FRAGMENTO DEL DOCUMENTO -
■ ■ ■ ■ ■

Los especialistas no confesionales están de acuerdo en que, siendo el evangelio de Marcos —70 d.C.— el primero de los cuatro canónicos (aunque todos son apócrifos porque ninguno fue escrito por el autor a quien se atribuyen), es indudable que el esfuerzo del este tiene que ver con otorgar autenticidad a lo que no es sino una hermosa fabulación: un anuncio asumido de manera secreta por sus discípulos antes de iniciar su campaña a los 30 años, el martirio expiatorio y la resurrección al tercer día (G. Puente Ojea).

■ ■ ■ ■ ■

[Datos registrados]

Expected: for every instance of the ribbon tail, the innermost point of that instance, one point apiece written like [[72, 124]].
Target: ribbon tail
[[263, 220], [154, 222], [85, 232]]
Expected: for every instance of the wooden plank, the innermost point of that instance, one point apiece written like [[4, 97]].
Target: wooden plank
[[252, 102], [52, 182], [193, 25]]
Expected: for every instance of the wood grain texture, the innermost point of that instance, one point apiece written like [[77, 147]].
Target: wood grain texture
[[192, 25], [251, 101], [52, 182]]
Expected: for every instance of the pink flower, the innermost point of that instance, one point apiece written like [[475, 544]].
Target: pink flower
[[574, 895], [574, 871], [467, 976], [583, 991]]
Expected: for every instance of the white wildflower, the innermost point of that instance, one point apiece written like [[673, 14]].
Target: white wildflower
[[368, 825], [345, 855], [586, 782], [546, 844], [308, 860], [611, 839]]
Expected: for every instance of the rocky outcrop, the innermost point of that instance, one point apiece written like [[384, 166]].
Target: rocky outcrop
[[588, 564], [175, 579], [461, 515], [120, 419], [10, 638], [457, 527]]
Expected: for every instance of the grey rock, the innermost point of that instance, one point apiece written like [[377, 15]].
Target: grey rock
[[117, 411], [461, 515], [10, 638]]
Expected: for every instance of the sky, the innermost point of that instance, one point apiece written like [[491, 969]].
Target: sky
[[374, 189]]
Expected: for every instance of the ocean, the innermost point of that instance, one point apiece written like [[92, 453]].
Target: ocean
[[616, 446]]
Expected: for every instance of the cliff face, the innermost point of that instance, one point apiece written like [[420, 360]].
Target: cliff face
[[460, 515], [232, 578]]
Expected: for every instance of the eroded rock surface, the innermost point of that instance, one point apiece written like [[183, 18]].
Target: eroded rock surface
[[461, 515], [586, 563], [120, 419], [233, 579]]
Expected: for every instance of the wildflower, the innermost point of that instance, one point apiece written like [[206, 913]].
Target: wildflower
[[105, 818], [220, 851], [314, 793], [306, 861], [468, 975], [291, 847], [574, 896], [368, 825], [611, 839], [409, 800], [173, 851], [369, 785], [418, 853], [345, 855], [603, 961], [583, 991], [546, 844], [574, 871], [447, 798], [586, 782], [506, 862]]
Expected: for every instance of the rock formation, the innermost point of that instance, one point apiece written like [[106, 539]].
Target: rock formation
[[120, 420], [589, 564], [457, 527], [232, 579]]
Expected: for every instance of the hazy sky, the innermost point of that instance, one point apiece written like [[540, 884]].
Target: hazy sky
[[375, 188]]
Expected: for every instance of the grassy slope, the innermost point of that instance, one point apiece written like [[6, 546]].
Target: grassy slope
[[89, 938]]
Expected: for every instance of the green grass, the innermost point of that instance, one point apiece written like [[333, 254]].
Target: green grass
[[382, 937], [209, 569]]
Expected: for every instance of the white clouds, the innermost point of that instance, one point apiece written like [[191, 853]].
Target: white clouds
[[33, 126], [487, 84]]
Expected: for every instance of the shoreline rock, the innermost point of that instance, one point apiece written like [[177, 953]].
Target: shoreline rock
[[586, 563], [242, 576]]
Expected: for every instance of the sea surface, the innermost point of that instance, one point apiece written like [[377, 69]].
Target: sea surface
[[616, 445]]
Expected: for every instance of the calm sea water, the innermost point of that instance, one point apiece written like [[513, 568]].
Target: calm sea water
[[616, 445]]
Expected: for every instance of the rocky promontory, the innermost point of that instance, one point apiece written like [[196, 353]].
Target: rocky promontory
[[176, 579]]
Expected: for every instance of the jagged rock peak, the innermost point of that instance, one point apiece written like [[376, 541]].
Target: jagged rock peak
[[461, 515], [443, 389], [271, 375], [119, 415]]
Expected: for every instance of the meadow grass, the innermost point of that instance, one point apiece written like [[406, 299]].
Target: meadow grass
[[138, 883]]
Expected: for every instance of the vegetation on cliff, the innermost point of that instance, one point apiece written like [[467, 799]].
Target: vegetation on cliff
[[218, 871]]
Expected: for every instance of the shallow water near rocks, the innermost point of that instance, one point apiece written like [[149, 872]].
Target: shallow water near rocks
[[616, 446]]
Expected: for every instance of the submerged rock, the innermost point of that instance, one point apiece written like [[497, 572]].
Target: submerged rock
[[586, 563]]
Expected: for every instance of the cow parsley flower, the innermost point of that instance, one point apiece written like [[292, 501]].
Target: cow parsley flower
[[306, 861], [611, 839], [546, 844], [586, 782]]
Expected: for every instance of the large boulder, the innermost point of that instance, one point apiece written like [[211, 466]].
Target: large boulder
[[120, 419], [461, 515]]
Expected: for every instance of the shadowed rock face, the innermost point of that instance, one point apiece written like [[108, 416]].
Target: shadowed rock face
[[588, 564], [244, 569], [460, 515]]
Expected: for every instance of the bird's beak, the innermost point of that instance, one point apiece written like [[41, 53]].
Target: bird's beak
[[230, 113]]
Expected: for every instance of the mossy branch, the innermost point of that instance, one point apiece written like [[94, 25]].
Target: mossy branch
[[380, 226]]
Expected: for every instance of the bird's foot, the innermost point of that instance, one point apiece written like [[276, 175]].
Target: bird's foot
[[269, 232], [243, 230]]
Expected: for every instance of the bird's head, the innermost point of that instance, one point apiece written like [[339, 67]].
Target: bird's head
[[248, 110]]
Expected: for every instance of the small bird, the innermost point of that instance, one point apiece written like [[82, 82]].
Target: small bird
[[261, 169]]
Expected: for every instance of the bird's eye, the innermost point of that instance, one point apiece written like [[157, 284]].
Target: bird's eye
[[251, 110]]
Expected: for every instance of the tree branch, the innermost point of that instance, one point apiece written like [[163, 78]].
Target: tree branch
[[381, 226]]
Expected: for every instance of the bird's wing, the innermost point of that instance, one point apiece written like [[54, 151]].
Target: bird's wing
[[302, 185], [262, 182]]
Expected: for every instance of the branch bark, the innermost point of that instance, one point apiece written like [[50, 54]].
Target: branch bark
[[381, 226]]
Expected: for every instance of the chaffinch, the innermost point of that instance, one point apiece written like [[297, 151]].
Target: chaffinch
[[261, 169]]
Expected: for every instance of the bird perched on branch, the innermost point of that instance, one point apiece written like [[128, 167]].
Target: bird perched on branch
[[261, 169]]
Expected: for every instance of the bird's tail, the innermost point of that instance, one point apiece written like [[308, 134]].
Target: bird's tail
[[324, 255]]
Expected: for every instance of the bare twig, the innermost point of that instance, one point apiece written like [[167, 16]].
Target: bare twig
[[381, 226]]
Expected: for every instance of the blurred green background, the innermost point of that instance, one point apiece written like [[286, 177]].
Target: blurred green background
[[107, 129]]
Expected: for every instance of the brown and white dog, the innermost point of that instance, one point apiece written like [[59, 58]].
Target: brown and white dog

■ ■ ■ ■ ■

TAREA PLANTEADA -
Duplica íntegro, por favor, el fragmento del documento sobre el evangelio de Marcos, sin cambiar nada.

SOLUCIÓN DEL EJERCICIO -
Los especialistas no confesionales están de acuerdo en que, siendo el evangelio de Marcos —70 d.C.— el primero de los cuatro canónicos (aunque todos son apócrifos porque ninguno fue escrito por el autor a quien se atribuyen), es indudable que el esfuerzo del este tiene que ver con otorgar autenticidad a lo que no es sino una hermosa fabulación: un anuncio asumido de manera secreta por sus discípulos antes de iniciar su campaña a los 30 años, el martirio expiatorio y la resurrección al tercer día (G. Puente Ojea).